Input data =>
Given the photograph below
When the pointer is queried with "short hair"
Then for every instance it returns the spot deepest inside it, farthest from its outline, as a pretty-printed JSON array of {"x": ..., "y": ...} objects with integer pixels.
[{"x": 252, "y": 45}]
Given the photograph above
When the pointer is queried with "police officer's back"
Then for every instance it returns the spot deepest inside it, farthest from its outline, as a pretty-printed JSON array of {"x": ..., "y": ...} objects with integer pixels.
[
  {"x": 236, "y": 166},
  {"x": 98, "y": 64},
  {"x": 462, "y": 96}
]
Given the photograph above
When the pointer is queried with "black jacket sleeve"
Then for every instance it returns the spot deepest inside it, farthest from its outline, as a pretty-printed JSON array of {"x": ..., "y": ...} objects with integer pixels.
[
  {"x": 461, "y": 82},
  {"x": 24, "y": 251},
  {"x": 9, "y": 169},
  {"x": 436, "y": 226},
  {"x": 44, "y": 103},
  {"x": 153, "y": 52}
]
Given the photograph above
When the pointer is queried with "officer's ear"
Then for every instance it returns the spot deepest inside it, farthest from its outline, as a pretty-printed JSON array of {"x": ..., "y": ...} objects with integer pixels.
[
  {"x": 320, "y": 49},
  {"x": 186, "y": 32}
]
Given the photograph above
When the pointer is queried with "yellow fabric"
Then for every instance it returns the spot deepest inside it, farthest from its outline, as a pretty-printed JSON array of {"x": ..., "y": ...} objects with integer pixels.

Task item => Write out the whole listing again, exactly as it stands.

Solution below =>
Given the photograph below
When the pointer is queried with "short hair"
Then for every instance it returns the spot deepest inside it, farthest from its outline, as a pretty-printed JSON array of {"x": ..., "y": ...} objects with integer pixels.
[{"x": 252, "y": 45}]
Given the photograph above
When the pointer is queried with "police officer's back"
Then for every instance it returns the spot deepest inside it, farthest from its outline, as a pretty-printed JSON array of {"x": ..., "y": ...} objects with integer pixels.
[
  {"x": 236, "y": 166},
  {"x": 98, "y": 64},
  {"x": 462, "y": 96}
]
Given the photograph above
When the pointer is queried with "black jacket sleeve"
Then for every instance it returns the spot deepest inside it, farthest from its outline, as a pretty-printed JSON array of {"x": ..., "y": ...} objects with integer pixels.
[
  {"x": 461, "y": 82},
  {"x": 24, "y": 251},
  {"x": 9, "y": 169},
  {"x": 436, "y": 226},
  {"x": 44, "y": 103},
  {"x": 153, "y": 52}
]
Given the photograph above
When the pointer is queried with "officer's ear"
Then for every instance it returns the spot deepest inside it, farthest from its outline, as a pretty-printed JSON array of {"x": ..., "y": ...} objects with integer pixels.
[
  {"x": 320, "y": 49},
  {"x": 186, "y": 32}
]
Given the photograph above
When the pointer is queried with "yellow fabric"
Then for every instance it returns the spot deepest inside it, farthest from its outline, as a pretty-printed JSON array of {"x": ..., "y": ...} objects with integer pixels.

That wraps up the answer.